Write each line word for word, from the line that contains "Q: Point to one spot on each instance of the stadium" through the last line of the material below.

•••

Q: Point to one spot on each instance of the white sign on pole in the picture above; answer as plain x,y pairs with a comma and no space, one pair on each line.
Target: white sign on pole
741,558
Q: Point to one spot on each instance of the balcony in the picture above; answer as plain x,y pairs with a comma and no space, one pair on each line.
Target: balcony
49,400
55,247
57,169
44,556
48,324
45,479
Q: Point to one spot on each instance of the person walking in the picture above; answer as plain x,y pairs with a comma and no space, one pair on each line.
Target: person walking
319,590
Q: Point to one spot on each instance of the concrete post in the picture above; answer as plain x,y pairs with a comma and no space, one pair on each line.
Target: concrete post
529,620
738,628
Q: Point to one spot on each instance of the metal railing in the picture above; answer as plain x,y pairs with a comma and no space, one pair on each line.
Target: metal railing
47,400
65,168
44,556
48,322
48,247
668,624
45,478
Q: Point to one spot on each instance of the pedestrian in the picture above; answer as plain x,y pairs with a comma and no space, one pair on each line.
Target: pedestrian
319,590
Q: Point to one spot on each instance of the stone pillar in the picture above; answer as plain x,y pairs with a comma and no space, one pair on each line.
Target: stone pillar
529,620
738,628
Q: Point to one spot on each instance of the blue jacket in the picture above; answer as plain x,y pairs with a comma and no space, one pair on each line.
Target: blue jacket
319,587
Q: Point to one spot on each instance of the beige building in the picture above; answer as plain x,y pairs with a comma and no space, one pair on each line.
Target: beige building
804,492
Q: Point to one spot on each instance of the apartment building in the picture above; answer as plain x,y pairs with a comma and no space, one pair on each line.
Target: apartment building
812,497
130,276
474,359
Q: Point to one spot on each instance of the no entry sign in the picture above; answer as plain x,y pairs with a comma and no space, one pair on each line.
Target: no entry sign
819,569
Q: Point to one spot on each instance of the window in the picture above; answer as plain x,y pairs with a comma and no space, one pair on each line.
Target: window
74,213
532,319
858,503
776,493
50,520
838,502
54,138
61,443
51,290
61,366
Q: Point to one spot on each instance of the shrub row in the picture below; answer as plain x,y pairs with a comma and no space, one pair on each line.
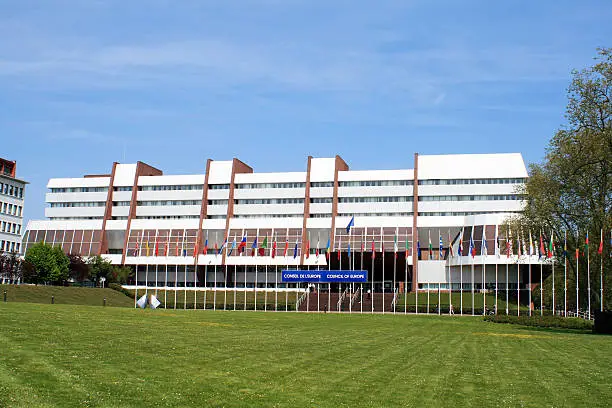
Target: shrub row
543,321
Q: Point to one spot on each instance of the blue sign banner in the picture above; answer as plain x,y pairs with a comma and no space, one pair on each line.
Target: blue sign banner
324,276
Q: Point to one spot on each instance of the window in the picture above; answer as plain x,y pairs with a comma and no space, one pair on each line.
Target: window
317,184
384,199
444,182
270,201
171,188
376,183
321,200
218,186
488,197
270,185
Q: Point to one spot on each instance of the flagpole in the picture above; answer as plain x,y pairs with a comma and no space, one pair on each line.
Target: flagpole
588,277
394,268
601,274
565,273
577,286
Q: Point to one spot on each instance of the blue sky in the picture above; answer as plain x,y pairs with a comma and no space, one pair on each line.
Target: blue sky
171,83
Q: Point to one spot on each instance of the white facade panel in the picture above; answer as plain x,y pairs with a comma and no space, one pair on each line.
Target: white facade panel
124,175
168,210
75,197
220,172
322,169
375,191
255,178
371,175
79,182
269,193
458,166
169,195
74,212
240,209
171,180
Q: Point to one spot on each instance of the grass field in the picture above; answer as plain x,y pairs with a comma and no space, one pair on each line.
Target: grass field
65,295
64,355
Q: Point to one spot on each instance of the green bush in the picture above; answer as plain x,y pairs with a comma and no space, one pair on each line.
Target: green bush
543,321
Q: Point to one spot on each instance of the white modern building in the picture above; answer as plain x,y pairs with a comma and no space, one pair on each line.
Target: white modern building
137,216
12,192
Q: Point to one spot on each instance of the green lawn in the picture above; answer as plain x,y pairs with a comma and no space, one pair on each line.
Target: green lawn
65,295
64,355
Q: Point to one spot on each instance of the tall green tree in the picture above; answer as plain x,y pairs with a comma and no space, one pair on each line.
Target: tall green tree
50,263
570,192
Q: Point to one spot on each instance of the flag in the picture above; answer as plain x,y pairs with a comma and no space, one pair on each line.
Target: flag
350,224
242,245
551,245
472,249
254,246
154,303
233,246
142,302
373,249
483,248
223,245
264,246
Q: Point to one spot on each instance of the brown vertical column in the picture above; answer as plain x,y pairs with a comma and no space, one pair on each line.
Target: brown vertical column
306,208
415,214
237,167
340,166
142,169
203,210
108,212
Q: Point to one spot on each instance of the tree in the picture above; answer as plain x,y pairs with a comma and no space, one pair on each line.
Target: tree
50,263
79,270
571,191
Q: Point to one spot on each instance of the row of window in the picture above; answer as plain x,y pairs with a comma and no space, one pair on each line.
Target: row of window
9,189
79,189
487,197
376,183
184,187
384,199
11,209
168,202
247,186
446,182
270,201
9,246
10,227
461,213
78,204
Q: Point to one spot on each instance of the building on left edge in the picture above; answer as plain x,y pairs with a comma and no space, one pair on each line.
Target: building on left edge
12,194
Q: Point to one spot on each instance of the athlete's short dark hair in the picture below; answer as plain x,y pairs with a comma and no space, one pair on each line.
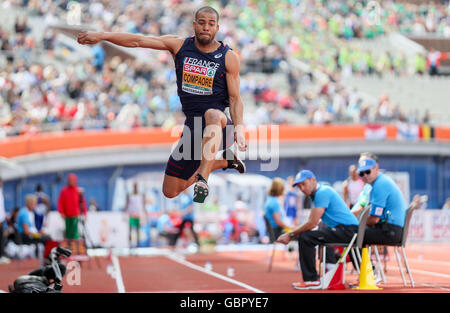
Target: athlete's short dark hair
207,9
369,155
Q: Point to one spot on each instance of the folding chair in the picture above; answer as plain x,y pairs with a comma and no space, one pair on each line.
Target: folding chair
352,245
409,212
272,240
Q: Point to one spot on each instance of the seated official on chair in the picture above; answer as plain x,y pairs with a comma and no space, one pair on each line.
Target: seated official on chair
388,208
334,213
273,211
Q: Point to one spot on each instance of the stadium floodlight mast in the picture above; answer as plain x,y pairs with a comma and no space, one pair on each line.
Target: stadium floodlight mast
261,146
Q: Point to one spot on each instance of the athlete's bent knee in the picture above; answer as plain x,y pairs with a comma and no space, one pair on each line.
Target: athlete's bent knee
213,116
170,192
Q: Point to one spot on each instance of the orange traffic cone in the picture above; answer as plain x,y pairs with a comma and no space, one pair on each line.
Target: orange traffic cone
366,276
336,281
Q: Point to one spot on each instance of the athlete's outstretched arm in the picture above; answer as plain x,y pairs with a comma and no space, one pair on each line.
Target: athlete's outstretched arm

•••

- _Complete output_:
Q: Point to one spot on each instance of the stadium floodlight mast in the picture above; answer as plain x,y pairs with a comma and no space, one pair on each line.
Target: stadium floodlight mast
261,146
Q: Point to one spot on each instance of the athlete's bent knee in the picture above; answer as plain x,y pairs with a comma and no space, one pair on each line.
Target: athlete's bent knee
213,116
170,192
Q: Point to one spot on each instance of the orange traffic cone in the picture above; answer as plain x,y pairs with a comma and no space, one pair on each line.
Target: orange traffic cone
366,276
336,281
Q: Point to one spot on each instance of the athlete's outstretched arm in the picture above; answer as plain x,y pairs with a comma and no space, one pair on each line.
Target: athlete's outstretched arm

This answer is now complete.